- _PROBLEM DETAILS_: Given the records below, transcribe each of them exactly.

....

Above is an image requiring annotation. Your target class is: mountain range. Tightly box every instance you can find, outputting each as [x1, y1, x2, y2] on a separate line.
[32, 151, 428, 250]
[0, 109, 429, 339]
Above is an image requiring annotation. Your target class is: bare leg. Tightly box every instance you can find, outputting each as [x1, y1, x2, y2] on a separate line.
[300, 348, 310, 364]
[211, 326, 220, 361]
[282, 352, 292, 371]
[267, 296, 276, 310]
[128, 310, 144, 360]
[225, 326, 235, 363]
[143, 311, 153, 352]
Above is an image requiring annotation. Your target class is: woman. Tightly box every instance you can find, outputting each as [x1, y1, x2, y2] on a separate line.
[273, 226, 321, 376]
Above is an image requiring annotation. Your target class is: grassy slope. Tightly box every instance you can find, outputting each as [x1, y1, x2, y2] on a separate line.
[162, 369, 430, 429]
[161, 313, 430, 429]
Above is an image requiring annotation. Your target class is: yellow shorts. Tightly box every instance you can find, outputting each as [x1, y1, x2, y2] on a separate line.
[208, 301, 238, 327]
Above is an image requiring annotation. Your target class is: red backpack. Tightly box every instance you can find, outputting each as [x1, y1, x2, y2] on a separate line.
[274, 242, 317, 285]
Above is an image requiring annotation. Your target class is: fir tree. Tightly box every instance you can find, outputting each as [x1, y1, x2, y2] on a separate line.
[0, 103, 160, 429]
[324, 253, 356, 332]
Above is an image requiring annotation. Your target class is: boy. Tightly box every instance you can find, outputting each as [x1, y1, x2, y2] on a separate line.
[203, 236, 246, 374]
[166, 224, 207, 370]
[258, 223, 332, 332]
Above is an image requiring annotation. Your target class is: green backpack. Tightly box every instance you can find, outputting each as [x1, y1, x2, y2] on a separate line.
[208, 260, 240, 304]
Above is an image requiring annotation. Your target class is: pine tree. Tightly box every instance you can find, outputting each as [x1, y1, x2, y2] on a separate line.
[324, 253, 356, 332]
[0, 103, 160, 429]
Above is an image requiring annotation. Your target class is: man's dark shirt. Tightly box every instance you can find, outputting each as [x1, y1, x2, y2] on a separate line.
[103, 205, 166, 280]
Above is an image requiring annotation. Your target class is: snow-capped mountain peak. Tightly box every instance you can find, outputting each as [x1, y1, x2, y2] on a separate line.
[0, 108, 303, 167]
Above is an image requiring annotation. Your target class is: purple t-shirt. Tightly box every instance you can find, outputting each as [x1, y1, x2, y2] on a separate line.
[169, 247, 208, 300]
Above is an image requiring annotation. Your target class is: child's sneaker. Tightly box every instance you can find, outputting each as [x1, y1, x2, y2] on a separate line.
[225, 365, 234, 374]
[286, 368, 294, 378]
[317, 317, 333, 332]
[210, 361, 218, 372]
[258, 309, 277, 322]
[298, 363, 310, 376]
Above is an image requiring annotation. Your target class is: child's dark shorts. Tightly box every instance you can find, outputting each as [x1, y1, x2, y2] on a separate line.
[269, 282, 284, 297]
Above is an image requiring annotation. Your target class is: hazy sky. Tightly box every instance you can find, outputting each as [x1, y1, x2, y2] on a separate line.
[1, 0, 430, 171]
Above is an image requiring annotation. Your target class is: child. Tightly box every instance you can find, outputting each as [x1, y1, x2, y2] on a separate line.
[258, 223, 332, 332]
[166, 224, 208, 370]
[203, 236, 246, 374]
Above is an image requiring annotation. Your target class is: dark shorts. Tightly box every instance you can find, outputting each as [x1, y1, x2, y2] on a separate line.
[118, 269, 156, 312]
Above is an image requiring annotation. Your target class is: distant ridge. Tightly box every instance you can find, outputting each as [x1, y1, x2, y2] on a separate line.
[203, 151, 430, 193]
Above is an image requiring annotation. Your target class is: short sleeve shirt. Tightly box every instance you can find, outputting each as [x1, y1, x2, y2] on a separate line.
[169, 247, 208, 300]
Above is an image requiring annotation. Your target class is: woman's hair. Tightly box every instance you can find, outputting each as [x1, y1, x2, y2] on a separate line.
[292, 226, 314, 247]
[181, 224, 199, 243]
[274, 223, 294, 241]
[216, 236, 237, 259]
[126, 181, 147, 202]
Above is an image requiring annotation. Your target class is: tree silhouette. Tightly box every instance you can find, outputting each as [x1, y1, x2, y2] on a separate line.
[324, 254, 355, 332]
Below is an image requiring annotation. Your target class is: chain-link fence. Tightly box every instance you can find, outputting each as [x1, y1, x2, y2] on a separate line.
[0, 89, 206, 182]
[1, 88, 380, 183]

....

- _SOLVED PROBLEM_:
Above is an image requiring annotation. Your target class is: mountain range. Tightly box every instance you can find, outputting each as [x1, y1, x2, y2] on a separate line.
[32, 151, 428, 250]
[0, 109, 429, 339]
Above is an image requiring annotation. Your target class is: bare leg. Tightly box every instance you can find, outputting each as [x1, y1, x2, y2] on a separate line.
[300, 348, 310, 364]
[211, 326, 220, 361]
[282, 352, 292, 371]
[267, 296, 276, 310]
[128, 310, 144, 360]
[225, 326, 235, 363]
[143, 311, 153, 352]
Above is an image requiring annotation. Your target class is: woman. Tightly box every instance you can find, outputting each as [x1, y1, x2, y2] on a separate line.
[273, 226, 321, 376]
Above is an image requiring annotation. Your target class is: grassy slope. Tightly box every instance you can find, outputting each as [x1, y1, x2, y2] on a separate line.
[162, 369, 430, 429]
[161, 313, 430, 429]
Above is an image requiring annotation. Your target class is: yellow shorts. Tightly box every instance you can find, outputting each as [x1, y1, x2, y2] on a separate line.
[208, 301, 238, 327]
Above is an image requiring annotation. Your target class is: red backpack. Tightly box every instance you can find, outputting each as [x1, y1, x2, y2] on a separate line.
[274, 242, 317, 285]
Above is an image requiring annotation. Your target class is: fir tree. Tightly box every instance you can find, outputting each as [x1, y1, x2, y2] on a separate line.
[0, 103, 160, 429]
[324, 253, 356, 332]
Above is an image requiring annotation. Your target class is: boy. Tightly box every instance you can find, outputting each as [x1, y1, x2, y2] on a separate line.
[203, 236, 246, 374]
[166, 224, 207, 370]
[258, 223, 332, 332]
Above is an image requiring annotation. Your target class is: green backpack. Tightly box every instance you can find, outputting each as [x1, y1, x2, y2] on a separate line.
[208, 260, 240, 304]
Above is an image requiring annotation. Your target class is: pine tree. Tightly box every instance you can find, outputting each as [x1, y1, x2, y2] on a separate line.
[324, 253, 356, 332]
[0, 103, 160, 429]
Above is an image requiring annotation. Your target class is: man's dark shirt. Tightly box every instance you can find, outputting each as [x1, y1, x2, y2] on a separate line.
[103, 205, 166, 280]
Above is an image requiring annotation. Your target class is: snow-capped mountain peak. Tightly box every instance you can find, outputting each as [x1, y1, x2, y2] on a separate line.
[0, 108, 303, 167]
Above is an image requiring annotation. Your target class is: purple t-shirt. Tightly box every instance you can find, outputting each as [x1, y1, x2, y2] on a separate line.
[169, 247, 208, 300]
Above is an image requiring annotation. Your target class is: child's sneaker. Tightly box every instance you can find, outputting each as [x1, y1, x2, y2] on a separate line.
[225, 365, 234, 374]
[286, 368, 294, 378]
[317, 317, 333, 332]
[210, 361, 218, 372]
[258, 309, 277, 322]
[298, 363, 310, 376]
Above is an image requiring annotation. Your target class is: child's dark shorts. Tightly box every instance you can find, outputting each as [x1, y1, x2, y2] on a separate line.
[269, 282, 284, 297]
Above is an image requiring annotation. Your target class is: hazy sky. Tightly box every instance you can find, outputting each as [x1, y1, x2, y2] on a separate line.
[1, 0, 430, 171]
Above is an image requiring annotation. Your target class is: child. Tightly box every instance you can find, outputting each as [x1, y1, x2, y2] on a separate line.
[258, 223, 332, 332]
[166, 224, 208, 370]
[203, 236, 246, 374]
Above is an image requiring annotation. Your target class is: dark shorts. Tightly box every instance you can find, outputting each as [x1, y1, x2, y2] on a separate line.
[118, 269, 156, 312]
Above is an image requiring annotation. Your target class is: distant ridge. Tightly box every instance you can find, outputting each as [x1, y1, x2, y2] on a separate line.
[203, 151, 430, 193]
Above is an image requiring annotation. Your target class is: short sleeve shirt. Tightly box every instance you can find, outputting each as [x1, y1, x2, y2] on a separate line.
[169, 247, 208, 300]
Above is an image requiring annotation. Your target class is: woman's hair. Tightly box every instance you can find, outputting each as [x1, y1, x2, y2] on a separate line.
[292, 226, 314, 247]
[181, 224, 199, 243]
[274, 223, 294, 241]
[216, 236, 237, 259]
[126, 181, 147, 202]
Above is an image requiring annotation. Your target class is: tree silhouette. Tightly box every instance you can find, outputting each as [x1, y1, x2, y2] on a separate line.
[324, 254, 355, 332]
Below is an image requiring annotation. Your target class is: chain-link fence. Tightly box every instance you can find, outputting each as [x1, y1, x2, y2] on a separate line.
[0, 89, 206, 182]
[1, 88, 380, 183]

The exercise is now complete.